Cuando el general miente diciendo que los mapuches usan a sus hijos como escudos, se verifica lo podrido que está todo. En honor a la verdad, es él quien se escuda tras esos niños agredidos, para esconder los abusos de sus envilecidas tropas de ocupación.
La impunidad es parte de la cultura arraigada a partir de la dictadura, en los veinte años de Concertación y en estos tres de la derecha. En este lapso, las herramientas usadas para reprimir al pueblo mapuche han tenido pocas variaciones. Las mentiras son las mismas. Lo nuevo son los satélites.
Tampoco es nueva la bronca que le cae al mapuche. Esta costumbre ancestral viene desde el mismo momento en que los tercios de España retrocedieron ante el empuje de los primeros chilenos. Luego, esa aversión tan chilena de despreciar lo mapuche se incrustó en los silabarios, en los textos de historia, en la cultura del poderoso.
La invasión del territorio mapuche desde esas tempranas épocas viene justificada en el desprecio vernáculo a esos indios oscuros, tímidos y desconocidos, tan ajenos a la chilenidad y tan ausentes de la historia, de la cueca y el minué.
La suerte del mapuche fue echada con su derrota en la última batalla que dieron cerca de Trutruf, en lo que ahora se llama Temuco, enfrentando al ejército chileno que en noviembre de 1881 entrenaba sus armas en eso de arrasar pobres. Desde entonces no han tenido tregua. Arrinconados, derrotados, despreciados, intentaron por años reconstruir sobre los despojos de la guerra y por los relatos de los sobrevivientes los restos de su cultura. Mientras, el ejército escoltaba a los colonos chilenos y extranjeros que hicieron suyas esas tierras ensangrentadas. Muy poco ha cambiado desde entonces para el mapuche. De los cambios sociales y políticos que ha experimentado la sociedad chilena ha recibido su coletazo más inhumano. Sin ir más lejos, en ese territorio parece que aún campea la dictadura con su carga de terror, miedo y dolor. La democracia no ha pasado por esas tierras. No ha pasado nunca.

▶ **Material proporcionado**:
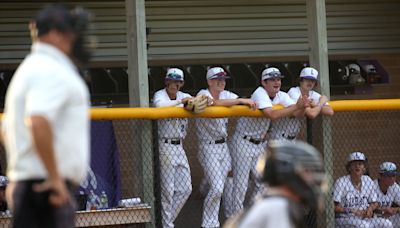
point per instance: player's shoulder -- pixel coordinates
(395, 188)
(160, 92)
(366, 178)
(204, 92)
(260, 91)
(226, 94)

▶ **Tareas escritas**:
[a] Según el texto sobre el pueblo mapuche, ¿en qué ámbitos se incrustó la aversión chilena a lo mapuche? Enuméralos todos.
[b] Reanuda el texto sobre el pueblo mapuche a partir de su última oración.

▶ **Resultados del ejercicio**:
[a]
- Los silabarios
- Los textos de historia
- La cultura del poderoso

[b]
Durante el “gobierno ciudadano” de Michelle Bachelet murieron por lo menos tres mapuches por las balas de Carabineros. Sin embargo, la presidenta celestial no dijo esta boca es mía. El entonces severo subsecretario del Interior confirmó su apoyo a la labor de Carabineros y luego, Felipe Harboe se ungió diputado de la República por arte del reciclaje desvergonzado. Las herramientas del despojo usadas en los albores de la República no son muy distintas a las que se usan hoy. La bala y la ley. Ambas estrategias son complementarias y andan juntitas.
Estos recursos pacificadores fueron el centro del debate en una curiosa cumbre celebrada en La Moneda y que abordó los sucesos de sur. Más bien pareció la reunión del Estado Mayor en vísperas del ataque decisivo: sus principales y casi únicas resoluciones tuvieron que ver con más tropas, más medios represivos, más inteligencia policial, lo que por cierto va a traer mucho más castigos a los niños, las mujeres y a los ancianos que, arrinconados y olvidados de casi todo el mundo, aún resisten.
La situación del territorio mapuche, continuidad necesaria de la llamada “pacificación de La Araucanía”, históricamente fracasada a la luz de los hechos contemporáneos, es difícil de entender desde el punto de vista del chileno desinformado, farandulizado, futbolizado y endeudado. Quien más claro tiene lo que ahí pasa son los poderosos: las iglesias, las fuerzas armadas, los empresarios y los políticos inmorales. Ellos saben que lo único válido para resolver el conflicto, es decir, consumar la usurpación, son las tropas de refresco, la buena puntería, los fiscales racistas y una buena red de medios de comunicación. El resto, es tango.
Muchos progresistas o izquierdistas o revolucionarios -genuinos o simulados-, han tratado de entender algo del tema. Del “problema mapuche” dicen, y ni se arrugan. Y no han podido. La Izquierda le ha dado la espalda al mapuche en su intento por tener alguna idea de cómo se imbrican la ideas de la revolución con esa cultura tan extraña. Pero han mirado más a Moscú, La Habana o Pekín que a Temuco o Traiguén. Han leído a Marx, Lenin y Engels, pero no han escuchado los relatos extinguidos de los ancianos que alguna vez contaron la historia. Y muchos arriscan la nariz ante una olleta llena de xanan poñi trapi. Solo algunos estudiosos han intentado descorrer el velo de la historia de ese pueblo que estaba aquí antes que la hoz y el martillo fulgurara en la Plaza Roja. Pero no ha sido suficiente. Cuando la Izquierda habla del mapuche, lo hace en otro idioma. Y del mismo modo lo escucha. Cuando la Izquierda mira esas montañas ahora colmadas de bosques artificiales, no ve lo que ve el mapuche. Los pontros indianos son usados como adornos al lado de las zampoñas y las quenas, y el merkén antiguo y fragante se mezcla con sabores que esa tierra no da.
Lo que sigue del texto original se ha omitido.